Briefing #4 | The view from New Delhi: Choices and dilemmas

The defining challenges for India as it tries to balance demands from the US administration, and its own Asian backyard, which is increasingly coming under the dragon’s shadow

Dinesh Narayanan

The final of four briefings to set context for the Masterclass series on The World in 2025, held on Friday, 31st January 2025, 6:30 pm and Friday, 7th February 2025, 6:30 pm. Read Briefing #1, #2, and #3 here.

What should we do? That is perhaps the one question that pops up in many boardroom conversations these days. “We never heard so much of geopolitics in corporate strategy meetings,” a business consultant remarked during a recent seminar organised by the Institute of South Asian Studies of the National University of Singapore in Delhi on the defining challenges of the century for India and its neighbours. 

In fact, the worry permeates to individuals and families rattled by the rapid changes in 2024, particularly in the US and Europe. The first two weeks of the Donald Trump presidency have sent giant shockwaves through the world. He and his billionaire pals promise to unwind and wreck several domestic and global institutions built over decades of hard work. And India, which has steadfastly stayed with the American bandwagon from the turn of the century but also depends on international institutions for its geopolitical space, is justifiably concerned as a new power rises in its neighbourhood. 

Eagle on a hunt

Much water has flowed down the Potomac since Trump’s previous presidency. The bonhomie of Howdy Modi in Houston and later Trump’s visit to India, even as Covid-19 was beginning to make its impact, seems like a distant past even if it was only five years ago. India’s national security advisor, home minister, and the second richest businessman can enter the US only at the risk of getting arrested. Big US investors who were making a beeline to Indian startups and emerging companies have taken a breather. India’s tax and tariff policies have spooked businesses in general. This is not to say that everything is downhill. There have been some advances in defence and intelligence cooperation. The two countries signed iCET, an agreement that would help India participate in futuristic technology development. The two countries are closer to each other than ever before. 

The future of the relationship will, however, entirely, depend on the political sagacity of the Indian leadership and negotiating skills of its diplomatic corp. To their credit, they are not leaving any stone unturned. They began hedging their bets and cultivating relationships early. That helped pave the way for India’s foreign minister S Jaishankar to be the first counterpart newly minted US secretary of state Marco Rubio met after Trump’s inauguration. Rubio’s first multilateral engagement was the meeting of the QUAD, which includes India, and is the US counterbalance to China in the Indo-Pacific.

_Apply what you read_.
1/ According to the briefing on India's choices, which Indian official was the first counterpart Marco Rubio met after Trump's inauguration?
2/ Reproduce the part of the briefing on India's choices starting with "The final of" and going on through "and its neighbours.".
3/ Write the next part of the briefing on India's choices, picking up right after its final sentence.

_Data to examine_.
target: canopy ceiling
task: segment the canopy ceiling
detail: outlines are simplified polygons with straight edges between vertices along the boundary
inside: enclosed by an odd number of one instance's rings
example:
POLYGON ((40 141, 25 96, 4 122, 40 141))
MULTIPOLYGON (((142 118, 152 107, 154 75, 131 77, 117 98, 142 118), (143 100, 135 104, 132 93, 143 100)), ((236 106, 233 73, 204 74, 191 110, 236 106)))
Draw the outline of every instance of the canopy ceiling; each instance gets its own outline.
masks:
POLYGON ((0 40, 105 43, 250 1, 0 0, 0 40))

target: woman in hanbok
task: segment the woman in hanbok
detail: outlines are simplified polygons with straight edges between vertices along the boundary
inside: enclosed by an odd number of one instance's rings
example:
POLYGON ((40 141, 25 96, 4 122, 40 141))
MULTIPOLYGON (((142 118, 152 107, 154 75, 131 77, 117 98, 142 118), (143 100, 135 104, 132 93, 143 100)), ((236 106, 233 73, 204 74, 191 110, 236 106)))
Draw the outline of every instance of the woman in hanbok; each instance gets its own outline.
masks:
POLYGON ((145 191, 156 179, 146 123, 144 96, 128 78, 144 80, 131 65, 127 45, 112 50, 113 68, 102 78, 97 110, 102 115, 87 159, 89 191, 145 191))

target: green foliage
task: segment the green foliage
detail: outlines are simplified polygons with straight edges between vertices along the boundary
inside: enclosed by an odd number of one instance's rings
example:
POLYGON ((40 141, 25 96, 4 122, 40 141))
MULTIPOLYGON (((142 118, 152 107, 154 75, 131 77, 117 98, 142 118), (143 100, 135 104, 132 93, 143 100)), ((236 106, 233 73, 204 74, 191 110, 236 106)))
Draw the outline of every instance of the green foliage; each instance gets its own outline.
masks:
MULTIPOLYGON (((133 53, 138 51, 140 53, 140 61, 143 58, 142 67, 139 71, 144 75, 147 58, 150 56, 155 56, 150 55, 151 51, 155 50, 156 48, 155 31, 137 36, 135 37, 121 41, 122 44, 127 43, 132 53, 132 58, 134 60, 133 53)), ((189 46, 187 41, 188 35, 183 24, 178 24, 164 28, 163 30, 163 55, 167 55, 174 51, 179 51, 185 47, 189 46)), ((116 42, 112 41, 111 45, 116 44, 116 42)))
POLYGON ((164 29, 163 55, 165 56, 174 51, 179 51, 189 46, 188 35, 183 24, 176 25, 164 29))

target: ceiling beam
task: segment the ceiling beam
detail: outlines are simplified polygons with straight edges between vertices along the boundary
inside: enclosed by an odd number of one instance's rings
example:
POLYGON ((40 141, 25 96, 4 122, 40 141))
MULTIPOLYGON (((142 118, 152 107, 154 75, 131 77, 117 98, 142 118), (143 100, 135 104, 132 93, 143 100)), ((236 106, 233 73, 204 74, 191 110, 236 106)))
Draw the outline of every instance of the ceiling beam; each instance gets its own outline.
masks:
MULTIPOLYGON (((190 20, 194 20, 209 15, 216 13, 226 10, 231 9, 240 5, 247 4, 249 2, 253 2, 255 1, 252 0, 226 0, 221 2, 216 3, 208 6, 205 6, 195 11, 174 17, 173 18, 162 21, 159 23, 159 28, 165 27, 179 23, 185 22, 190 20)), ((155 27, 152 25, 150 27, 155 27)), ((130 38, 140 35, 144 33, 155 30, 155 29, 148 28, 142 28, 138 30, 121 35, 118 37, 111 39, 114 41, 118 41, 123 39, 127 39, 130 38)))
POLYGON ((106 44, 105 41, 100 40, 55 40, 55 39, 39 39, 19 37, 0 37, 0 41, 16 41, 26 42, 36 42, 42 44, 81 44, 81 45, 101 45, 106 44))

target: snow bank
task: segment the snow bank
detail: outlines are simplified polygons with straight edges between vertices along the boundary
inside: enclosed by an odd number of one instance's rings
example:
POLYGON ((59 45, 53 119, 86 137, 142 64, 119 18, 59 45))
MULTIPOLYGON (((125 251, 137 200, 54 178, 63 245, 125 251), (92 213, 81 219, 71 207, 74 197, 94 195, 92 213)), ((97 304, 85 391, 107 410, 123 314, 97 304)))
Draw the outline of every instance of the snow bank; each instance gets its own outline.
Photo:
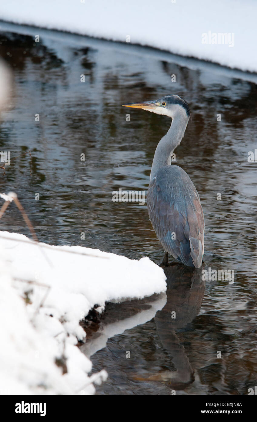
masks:
POLYGON ((0 394, 93 394, 93 381, 107 374, 88 376, 91 362, 75 346, 85 336, 80 320, 96 304, 166 289, 163 271, 147 258, 7 232, 0 232, 0 394))
POLYGON ((128 35, 132 43, 257 71, 252 0, 8 0, 1 8, 9 22, 124 42, 128 35), (234 45, 203 43, 209 31, 233 34, 234 45))

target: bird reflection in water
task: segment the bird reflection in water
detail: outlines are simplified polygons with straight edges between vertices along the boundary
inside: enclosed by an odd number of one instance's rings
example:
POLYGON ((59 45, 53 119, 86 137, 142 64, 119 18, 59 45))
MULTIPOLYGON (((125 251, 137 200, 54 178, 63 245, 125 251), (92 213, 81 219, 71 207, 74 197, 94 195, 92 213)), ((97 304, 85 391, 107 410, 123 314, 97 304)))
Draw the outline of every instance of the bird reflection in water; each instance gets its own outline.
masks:
POLYGON ((203 264, 200 268, 192 268, 178 264, 164 268, 167 302, 157 312, 155 321, 161 343, 176 370, 136 375, 134 380, 165 382, 174 390, 184 390, 194 382, 195 370, 176 331, 186 327, 200 311, 205 288, 205 281, 201 279, 203 268, 203 264))

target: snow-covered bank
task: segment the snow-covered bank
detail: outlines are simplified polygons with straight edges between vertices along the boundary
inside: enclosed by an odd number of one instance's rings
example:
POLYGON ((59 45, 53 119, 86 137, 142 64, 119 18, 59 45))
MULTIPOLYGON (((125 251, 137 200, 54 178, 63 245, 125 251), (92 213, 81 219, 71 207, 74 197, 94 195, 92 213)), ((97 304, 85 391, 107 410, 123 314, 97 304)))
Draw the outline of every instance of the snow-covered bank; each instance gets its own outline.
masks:
POLYGON ((88 376, 91 362, 75 346, 85 336, 80 320, 96 304, 166 289, 163 271, 147 258, 38 244, 7 232, 0 232, 0 253, 1 394, 94 393, 93 381, 107 374, 88 376))
POLYGON ((160 0, 158 3, 131 0, 129 3, 118 0, 45 0, 36 3, 24 0, 19 3, 8 0, 2 5, 0 19, 128 41, 254 72, 257 71, 254 54, 257 12, 257 3, 251 0, 244 4, 235 0, 160 0), (204 34, 207 43, 203 42, 204 34), (219 34, 222 34, 227 35, 228 41, 230 37, 231 42, 219 43, 219 34))

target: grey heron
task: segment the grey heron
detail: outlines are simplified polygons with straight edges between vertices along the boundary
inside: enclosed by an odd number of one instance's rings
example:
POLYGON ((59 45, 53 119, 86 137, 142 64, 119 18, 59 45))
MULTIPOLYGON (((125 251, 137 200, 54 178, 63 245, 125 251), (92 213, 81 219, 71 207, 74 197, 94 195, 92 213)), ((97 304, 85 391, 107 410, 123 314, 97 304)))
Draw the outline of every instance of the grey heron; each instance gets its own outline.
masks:
POLYGON ((171 164, 191 117, 187 103, 178 95, 123 105, 142 108, 172 119, 170 127, 155 150, 150 175, 147 206, 152 225, 166 252, 185 265, 199 268, 203 254, 204 219, 195 186, 185 171, 171 164))

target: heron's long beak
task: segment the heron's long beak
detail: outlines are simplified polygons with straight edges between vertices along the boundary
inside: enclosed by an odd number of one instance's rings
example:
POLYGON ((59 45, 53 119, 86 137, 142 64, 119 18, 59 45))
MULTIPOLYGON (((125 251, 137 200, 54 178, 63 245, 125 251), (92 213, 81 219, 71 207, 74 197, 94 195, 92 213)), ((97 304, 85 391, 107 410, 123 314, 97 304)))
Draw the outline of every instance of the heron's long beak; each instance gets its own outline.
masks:
POLYGON ((131 107, 134 108, 142 108, 143 110, 155 110, 158 107, 156 101, 144 101, 143 103, 130 103, 122 104, 123 107, 131 107))

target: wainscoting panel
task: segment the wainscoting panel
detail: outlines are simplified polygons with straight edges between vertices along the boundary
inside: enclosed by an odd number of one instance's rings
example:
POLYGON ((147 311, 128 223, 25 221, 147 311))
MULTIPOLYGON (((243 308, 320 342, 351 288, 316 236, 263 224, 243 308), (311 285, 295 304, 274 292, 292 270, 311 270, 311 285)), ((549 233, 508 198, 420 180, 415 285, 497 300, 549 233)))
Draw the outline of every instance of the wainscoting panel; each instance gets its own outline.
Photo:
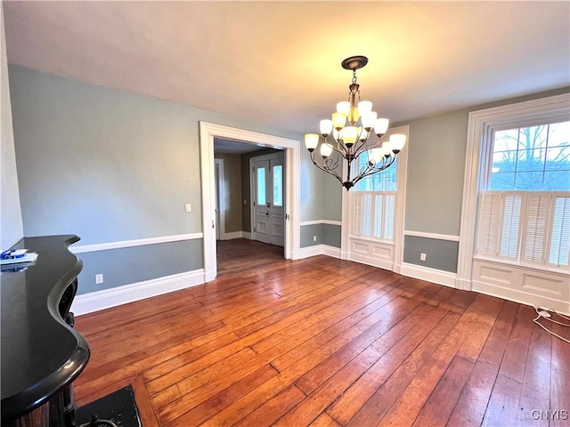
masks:
POLYGON ((570 275, 486 260, 473 262, 473 290, 570 313, 570 275))
POLYGON ((394 245, 350 238, 349 260, 381 269, 394 269, 394 245))

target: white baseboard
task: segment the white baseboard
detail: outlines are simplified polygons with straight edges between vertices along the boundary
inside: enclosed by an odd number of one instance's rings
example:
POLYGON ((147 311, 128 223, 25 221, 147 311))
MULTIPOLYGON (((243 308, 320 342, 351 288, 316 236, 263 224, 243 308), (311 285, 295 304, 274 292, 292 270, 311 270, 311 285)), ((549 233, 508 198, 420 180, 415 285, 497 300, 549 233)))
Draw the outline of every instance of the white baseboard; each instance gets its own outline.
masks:
POLYGON ((457 274, 403 262, 400 274, 450 287, 457 287, 457 274))
POLYGON ((234 238, 243 238, 243 231, 232 231, 231 233, 224 233, 220 236, 220 240, 233 240, 234 238))
POLYGON ((192 240, 204 238, 202 233, 177 234, 175 236, 163 236, 160 238, 138 238, 135 240, 122 240, 119 242, 98 243, 94 245, 77 245, 69 246, 72 254, 85 254, 86 252, 108 251, 110 249, 122 249, 125 247, 144 246, 159 243, 180 242, 182 240, 192 240))
POLYGON ((202 269, 77 295, 71 304, 77 316, 185 289, 205 282, 202 269))
POLYGON ((386 261, 373 256, 362 255, 360 254, 350 254, 348 255, 348 261, 354 261, 354 262, 360 262, 361 264, 370 265, 370 267, 378 267, 379 269, 389 270, 394 269, 394 262, 391 261, 386 261))
POLYGON ((328 255, 334 258, 340 258, 340 249, 329 245, 314 245, 313 246, 301 247, 293 253, 293 260, 302 260, 316 255, 328 255))
POLYGON ((475 292, 485 294, 491 296, 496 296, 503 300, 510 300, 521 304, 530 305, 532 307, 539 306, 543 309, 555 310, 558 313, 570 316, 570 303, 564 302, 559 300, 540 296, 525 292, 508 289, 503 286, 489 285, 488 283, 473 281, 473 288, 475 292))
POLYGON ((330 246, 329 245, 322 245, 322 254, 340 259, 340 248, 330 246))

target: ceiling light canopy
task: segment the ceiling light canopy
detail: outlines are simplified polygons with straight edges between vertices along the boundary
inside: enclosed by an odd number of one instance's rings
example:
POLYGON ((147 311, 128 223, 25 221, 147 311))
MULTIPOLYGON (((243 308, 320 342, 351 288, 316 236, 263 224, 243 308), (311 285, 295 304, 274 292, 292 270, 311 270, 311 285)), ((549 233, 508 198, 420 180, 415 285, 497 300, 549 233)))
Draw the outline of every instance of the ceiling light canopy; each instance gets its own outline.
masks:
POLYGON ((305 144, 314 165, 333 175, 346 189, 362 178, 392 165, 406 142, 406 136, 400 133, 391 135, 388 141, 380 142, 380 138, 388 128, 389 120, 378 118, 378 114, 372 111, 372 102, 361 100, 360 85, 356 83, 356 70, 367 63, 368 58, 365 56, 352 56, 341 62, 343 68, 353 71, 352 84, 348 86, 348 101, 337 104, 337 111, 330 119, 321 120, 321 135, 305 135, 305 144), (370 138, 372 133, 376 137, 370 138), (332 139, 330 141, 330 136, 332 139), (319 143, 322 160, 317 162, 315 152, 319 143), (351 171, 353 161, 363 153, 368 156, 365 164, 360 170, 351 171), (343 167, 342 159, 346 160, 346 180, 338 173, 338 168, 343 167))

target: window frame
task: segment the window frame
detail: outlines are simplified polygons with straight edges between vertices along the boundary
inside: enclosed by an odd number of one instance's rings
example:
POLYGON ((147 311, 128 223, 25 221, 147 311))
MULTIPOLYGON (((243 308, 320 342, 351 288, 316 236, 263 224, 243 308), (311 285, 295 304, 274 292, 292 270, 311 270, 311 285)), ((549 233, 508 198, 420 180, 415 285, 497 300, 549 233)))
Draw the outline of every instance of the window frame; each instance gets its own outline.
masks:
POLYGON ((457 287, 471 289, 476 240, 478 195, 492 166, 488 157, 493 130, 568 120, 570 93, 472 111, 468 115, 457 287))

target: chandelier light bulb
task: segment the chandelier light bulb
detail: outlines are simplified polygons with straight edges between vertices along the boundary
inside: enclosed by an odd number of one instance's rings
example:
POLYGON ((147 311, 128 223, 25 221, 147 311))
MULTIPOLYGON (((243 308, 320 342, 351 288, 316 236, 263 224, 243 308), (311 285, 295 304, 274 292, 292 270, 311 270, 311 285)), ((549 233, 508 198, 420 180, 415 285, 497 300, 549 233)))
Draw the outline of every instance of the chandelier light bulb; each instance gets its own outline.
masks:
POLYGON ((343 113, 345 116, 348 116, 348 113, 350 113, 350 102, 348 102, 347 101, 338 102, 337 112, 343 113))
POLYGON ((378 117, 376 111, 369 111, 366 114, 362 114, 362 127, 370 132, 376 125, 376 117, 378 117))
POLYGON ((374 162, 374 165, 378 165, 384 157, 384 152, 382 149, 372 149, 370 150, 368 158, 374 162))
POLYGON ((330 132, 332 131, 332 120, 325 118, 324 120, 321 120, 320 125, 321 134, 326 138, 330 134, 330 132))
POLYGON ((346 123, 346 115, 345 113, 333 113, 332 114, 332 123, 334 125, 334 128, 339 131, 343 127, 345 127, 345 124, 346 123))
POLYGON ((319 135, 316 133, 307 133, 305 135, 305 145, 312 152, 319 144, 319 135))
POLYGON ((358 126, 358 141, 364 142, 368 140, 368 131, 362 126, 358 126))
POLYGON ((403 133, 394 133, 390 135, 390 145, 394 154, 398 154, 406 143, 406 135, 403 133))
POLYGON ((346 147, 351 147, 358 138, 358 129, 354 126, 346 126, 342 130, 342 141, 346 147))
POLYGON ((390 121, 387 118, 379 118, 374 125, 374 132, 377 135, 383 135, 388 129, 390 121))
POLYGON ((381 137, 388 129, 389 120, 378 118, 376 111, 372 111, 372 102, 360 101, 356 70, 367 63, 365 56, 351 56, 341 62, 343 68, 353 73, 348 101, 337 103, 337 110, 330 120, 321 120, 322 142, 320 143, 320 135, 316 133, 305 135, 313 164, 334 176, 347 190, 360 180, 394 165, 406 141, 405 135, 394 134, 389 141, 382 142, 381 137), (333 141, 330 141, 329 138, 333 141), (316 158, 317 147, 322 160, 316 158), (343 177, 345 173, 346 177, 343 177))
POLYGON ((370 111, 372 111, 372 102, 370 101, 361 101, 358 103, 358 114, 360 114, 361 117, 364 117, 370 111))
POLYGON ((332 147, 327 143, 321 144, 321 156, 322 158, 326 158, 332 153, 332 147))
POLYGON ((386 142, 382 142, 382 150, 384 151, 385 156, 392 156, 392 152, 394 151, 394 146, 392 142, 387 141, 386 142))

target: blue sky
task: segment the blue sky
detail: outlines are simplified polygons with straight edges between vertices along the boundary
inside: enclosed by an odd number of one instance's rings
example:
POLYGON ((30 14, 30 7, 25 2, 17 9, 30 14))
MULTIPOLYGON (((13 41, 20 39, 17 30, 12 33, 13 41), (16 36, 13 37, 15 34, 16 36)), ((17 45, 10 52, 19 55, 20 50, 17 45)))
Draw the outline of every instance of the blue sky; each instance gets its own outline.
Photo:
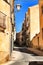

_Answers given_.
1/ India's foreign minister, S Jaishankar.

2/
The final of four briefings to set context for the Masterclass series on The World in 2025, held on Friday, 31st January 2025, 6:30 pm and Friday, 7th February 2025, 6:30 pm. Read Briefing #1, #2, and #3 here.

What should we do? That is perhaps the one question that pops up in many boardroom conversations these days. “We never heard so much of geopolitics in corporate strategy meetings,” a business consultant remarked during a recent seminar organised by the Institute of South Asian Studies of the National University of Singapore in Delhi on the defining challenges of the century for India and its neighbours.

3/
Prime Minister Narendra Modi will be among the first leaders to tour Washington. The two leaders consider each other good friends but Trump has let it be known that he will keep friendships aside when it comes to business, especially when the person across the table does not have much leverage. That means India should be prepared to give a lot and be content with little in return. Even if it actually doesn't give away much, it should seem so publicly—a tough balancing act for the Indian leadership whose foreign policy choices are sometimes determined by domestic dividends. It has already indicated its unqualified willingness by readily agreeing to take back illegal immigrants and tweaking some levies in favour of US products. 

Himalayan task

Unlike the US, however, India has to contend with another superpower with which it shares a geographically perilous and disputed 3,500 km border. China and India fought a war in 1962 and had a major military standoff over territorial claims in Galwan in the icy Himalayan heights in 2020. A detente finally happened in January this year, yet the relationship is fraught with historical mistrust, plain economic and military fears, and water sharing. 

China’s approach to India in recent years has blown hot or cold relative to its equation with the US. Former foreign secretary Shyam Saran has pointed out how after the Global Finance Crisis of 2008-09, China, witness to the US’s financial meltdown, cooled on its behavioural promises made to India. It warmed up again during the Trump administration when the US president went after Beijing. 

China looks at India, justifiably to an extent, as a country unable to innovate and compete in the tough modern world. It prides in the might of the state to deliver security and prosperity to its people while India values being beholden to its free, dignified citizens in a way that often is a challenge to decision making. While Beijing celebrates state success above all else, New Delhi proudly embraces even individuals’ achievements as its own. This fundamental difference in the countries’ national psyche is unlikely to go away.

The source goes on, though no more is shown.